:: VOS CONSIGNES ::
[a] Relevez tous les couples d'opposition autour desquels se forment les concepts moraux selon l'extrait sur les interrogations éthiques.
[b] Veuillez répondre, s'il vous plaît, aux questions suivantes d'après l'extrait sur les interrogations éthiques :
(i) À quels trois niveaux s'appliquent la durabilité et la longévité des interrogations éthiques ?
(ii) Sur le plan individuel, dans quels états la conscience peut-elle se trouver a posteriori ?
(iii) Sur le plan social, de qui s'agit-il cette fois-ci ?
[c] Rédigez la suite de l'extrait sur les interrogations éthiques en partant de sa dernière phrase.

Mohammad-Javad Mohammadi


Ses concepts moraux qui se forment autour des couples d’opposition du bien et du mal, du juste et de l’injuste ou du faisable et de l’infaisable, placent toujours l’homme devant des interrogations dont les réponses dépendent, dans une large mesure, de ses convictions et de sa vision du monde. Non seulement ces questions ne nous laissent pas la conscience tranquille tout au long de notre existence, mais ils ne laissent en paix ni l’Histoire ni la société humaine. Contrairement à ceux des domaines scientifiques, ces problèmes sont aussi vieux que l’âge de la pensée et de l’intellect humains, et s’étendent - du point de vue géographique et historique - à l’ensemble de l’univers accessible à l’homme. La durabilité et la longévité des interrogations éthiques s’appliquent à trois niveaux individuel, social et historique. Sur le plan individuel, nous nous interrogeons sans cesse quant au caractère positif ou négatif de nos comportements, à propos des aspects bons ou mauvais de telle action, au sujet de ce qu’il faut faire ou ne pas faire. A posteriori, nous avons la conscience tourmentée, tranquille ou simplement plongée dans la confusion et l’embarras. Sur le plan social, les choses prennent naturellement une tournure plus complexe. Là, notre action morale s’attribue une dimension partiale. Cette fois-ci, il s’agit de l’autre, de ses droits, son contentement ou mécontentement, même de son bonheur ou malheur. Le sentiment moral nous contraint à prendre en considération son sort, à réfléchir sur l’impact de notre comportement, et à nous préoccuper des interactions et réactions. Que nous le voulions ou non, ces soucis s’accompagnent toujours de jugements et d’évaluations. Nous portons constamment des évaluations morales sur l’attitude d’autrui et allons parfois jusqu’à porter un jugement général sur l’ensemble de sa personnalité.

:: DONNÉES ::
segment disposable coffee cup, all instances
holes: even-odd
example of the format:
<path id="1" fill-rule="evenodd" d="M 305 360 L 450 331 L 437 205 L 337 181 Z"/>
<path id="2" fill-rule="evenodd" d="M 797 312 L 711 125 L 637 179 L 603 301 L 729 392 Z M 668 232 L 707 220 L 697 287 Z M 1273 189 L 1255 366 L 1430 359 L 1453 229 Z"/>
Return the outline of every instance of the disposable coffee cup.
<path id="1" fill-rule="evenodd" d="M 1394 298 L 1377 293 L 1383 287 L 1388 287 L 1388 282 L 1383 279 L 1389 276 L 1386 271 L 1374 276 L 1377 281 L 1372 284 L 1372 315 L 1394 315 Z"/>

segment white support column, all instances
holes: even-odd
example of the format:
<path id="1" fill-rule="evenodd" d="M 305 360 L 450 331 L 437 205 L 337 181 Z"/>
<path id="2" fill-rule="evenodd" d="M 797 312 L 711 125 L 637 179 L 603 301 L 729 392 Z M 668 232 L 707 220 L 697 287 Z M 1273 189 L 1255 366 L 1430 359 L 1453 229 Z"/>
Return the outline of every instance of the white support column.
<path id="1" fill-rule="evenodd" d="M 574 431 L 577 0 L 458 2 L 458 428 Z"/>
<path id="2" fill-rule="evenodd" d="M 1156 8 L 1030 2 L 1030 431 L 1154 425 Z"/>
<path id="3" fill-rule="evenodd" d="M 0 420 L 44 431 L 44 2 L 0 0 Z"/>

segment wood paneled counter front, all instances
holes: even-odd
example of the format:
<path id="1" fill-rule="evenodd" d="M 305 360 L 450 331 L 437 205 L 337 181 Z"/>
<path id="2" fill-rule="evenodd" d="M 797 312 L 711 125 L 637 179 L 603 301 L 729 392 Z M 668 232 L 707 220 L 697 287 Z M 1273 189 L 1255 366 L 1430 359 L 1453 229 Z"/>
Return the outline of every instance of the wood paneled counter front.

:: RÉPONSES PAR CONSIGNE ::
[a]
le bien et le mal
le juste et l'injuste
le faisable et l'infaisable

[b]
(i) Aux niveaux individuel, social et historique.
(ii) Tourmentée, tranquille ou simplement plongée dans la confusion et l'embarras.
(iii) De l'autre.

[c]
Montesquieu

À une échelle plus large, la politique, l’économie, l’éducation, les médias, le commerce, la santé, les services publics… entrent dans le champ d’action de nos évaluations morales. Nous approuvons ou désapprouvons tel ou tel mode de gouvernance ou conduite politique. Nous considérons les approches économiques comme équitables ou arbitraires. Il nous arrive parfois de nous permettre l’audace de juger d’un coup l’ensemble de la population d’un pays ou des habitants d’une ville en leur attribuant, sans exception, un trait commun de caractère. Sans entrer dans les détails des fondements de ces jugements d’ordre moral, on constate qu’ils font partie intégrante de la vie individuelle et sociale de l’homme à tel point que même les Anciens se trouvent dans la ligne de mire de notre arsenal de valorisation. Les personnalités historiques (qu’elles soient prince, paysan, ministre, militaire, réformateur, maître de pensée…), mais aussi les événements, les guerres et les paix qui ont eu lieu il y a des centaines, voire des milliers d’années, nous les divisons en deux catégories de « bons » et de « mauvais » selon la conception actuelle de l’éthique. Récemment, dans une émission de radio, un chercheur parlait du livre saint d’une religion et soulignait que ce texte sacré n’avait malheureusement pas aboli l’esclavagisme. N’est-il pas légitime de voir derrière ce terme « malheureusement » l’anachronisme d’un jugement moral contemporain sur une question datant de centaines d’années dans des sociétés profondément différentes en système de valeurs ?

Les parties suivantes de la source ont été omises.